▽

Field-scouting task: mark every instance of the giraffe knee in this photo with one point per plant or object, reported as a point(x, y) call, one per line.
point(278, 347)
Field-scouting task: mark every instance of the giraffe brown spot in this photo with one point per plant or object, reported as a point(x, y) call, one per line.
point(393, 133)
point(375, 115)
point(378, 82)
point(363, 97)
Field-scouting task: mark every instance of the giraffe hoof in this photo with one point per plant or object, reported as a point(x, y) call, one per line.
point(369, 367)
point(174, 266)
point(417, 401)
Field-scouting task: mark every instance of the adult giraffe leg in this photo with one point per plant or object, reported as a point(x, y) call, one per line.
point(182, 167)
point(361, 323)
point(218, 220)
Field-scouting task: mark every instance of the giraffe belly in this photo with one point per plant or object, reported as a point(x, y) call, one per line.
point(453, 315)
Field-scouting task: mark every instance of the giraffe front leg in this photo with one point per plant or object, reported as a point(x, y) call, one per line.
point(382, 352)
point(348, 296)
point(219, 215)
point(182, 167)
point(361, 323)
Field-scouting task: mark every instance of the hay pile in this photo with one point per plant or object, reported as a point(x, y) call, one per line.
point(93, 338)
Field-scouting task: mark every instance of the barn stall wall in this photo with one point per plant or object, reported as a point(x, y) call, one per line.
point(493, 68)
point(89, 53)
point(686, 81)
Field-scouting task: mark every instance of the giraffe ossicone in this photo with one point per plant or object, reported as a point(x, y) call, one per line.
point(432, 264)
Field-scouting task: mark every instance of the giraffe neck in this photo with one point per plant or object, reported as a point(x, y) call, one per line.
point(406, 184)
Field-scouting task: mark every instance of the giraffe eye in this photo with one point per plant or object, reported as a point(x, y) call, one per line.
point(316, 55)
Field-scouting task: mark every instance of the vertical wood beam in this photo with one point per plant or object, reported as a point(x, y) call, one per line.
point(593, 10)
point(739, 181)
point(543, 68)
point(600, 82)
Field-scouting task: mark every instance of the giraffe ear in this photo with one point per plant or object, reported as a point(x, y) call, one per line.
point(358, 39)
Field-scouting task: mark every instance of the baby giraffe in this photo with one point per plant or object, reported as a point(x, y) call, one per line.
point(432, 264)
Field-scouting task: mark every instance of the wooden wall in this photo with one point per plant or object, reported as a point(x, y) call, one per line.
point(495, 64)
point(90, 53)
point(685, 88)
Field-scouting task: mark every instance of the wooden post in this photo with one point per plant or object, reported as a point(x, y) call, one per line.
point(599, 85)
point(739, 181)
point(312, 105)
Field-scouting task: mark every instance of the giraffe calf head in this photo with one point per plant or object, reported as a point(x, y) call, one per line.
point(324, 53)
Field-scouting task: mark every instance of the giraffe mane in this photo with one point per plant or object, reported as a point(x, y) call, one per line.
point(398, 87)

△

• [BRIEF]
Print every record above exactly as it appears.

• [WRITTEN ANSWER]
Field-scouting task: mark every instance of the giraffe knee in this photo with one point per plant or object, reported as a point(x, y) call, one per line.
point(278, 347)
Field-scouting task: mark every instance of the giraffe brown spot in this photo with one point per plant or object, reported as a point(x, y) call, one per line.
point(393, 133)
point(375, 115)
point(378, 82)
point(363, 97)
Field-scouting task: mark every instance of the giraffe hoof in this photo with one point per plant or object, reported as a point(x, y) call, one per line.
point(369, 367)
point(174, 266)
point(417, 401)
Field-scouting task: mark every instance of the adult giraffe leg in this photo with one point per plant or object, reported as a point(x, y) call, one per line.
point(182, 167)
point(361, 323)
point(218, 220)
Field-scouting task: mark every instance of the giraffe belly in this photo with one point per plant or object, reported as a point(x, y) call, one per line.
point(453, 315)
Field-scouting task: mark every instance of the giraffe front leg in this photo with one point per plant or object, reported as a point(x, y) call, one per line.
point(382, 352)
point(348, 296)
point(219, 215)
point(182, 167)
point(361, 323)
Field-scouting task: mark every instance of the hay pile in this photo with one point per plant or object, reported as a point(x, y) call, one per line.
point(93, 338)
Field-scouting task: mark every instance of the barn stall wall in this photo with one point per plant or object, reported as a point(x, y) call, one per line.
point(493, 68)
point(89, 53)
point(686, 81)
Field-scouting task: mark every instance of the giraffe ossicone in this photo with one point per plant or object, reported as a point(x, y) call, one per line.
point(432, 264)
Field-scouting task: mark every instance of the giraffe neck in this photo with one point per plant or object, reported as a point(x, y) call, one per line.
point(406, 184)
Field-scouting task: mark every instance of the giraffe eye in this photo with one point per plant or object, reported as a point(x, y) call, one per line.
point(316, 55)
Field-scouting task: mark every instance of the vertical wood beam in this photo with one point per plant or object, reported as a point(x, y) call, one per line.
point(593, 10)
point(739, 181)
point(543, 68)
point(600, 82)
Field-scouting task: mark every instance of the giraffe ear in this photo with one point per plant or object, reported as a point(x, y) call, one per line.
point(358, 39)
Field-scouting task: mark every instance of the baby giraffe in this photo with one point per plant or object, reported as a point(x, y) call, one per line.
point(432, 264)
Field-scouting task: mark every instance of the wooden wall in this photo with one point per plant or object, reported as a point(x, y) call, one per line.
point(495, 64)
point(90, 53)
point(685, 88)
Field-scouting task: mark every instance of the wooden post in this photo with one point per plant or object, reported as a point(x, y) call, one per line.
point(599, 85)
point(739, 181)
point(312, 105)
Field-scouting task: mark every instance of the giraffe calf head in this photo with one point per plant or object, reported as a point(x, y) call, one per line.
point(324, 53)
Field-scouting task: mark every instance of the giraffe mane in this photo with one point per plant or object, reported as a point(x, y) call, one per line.
point(398, 87)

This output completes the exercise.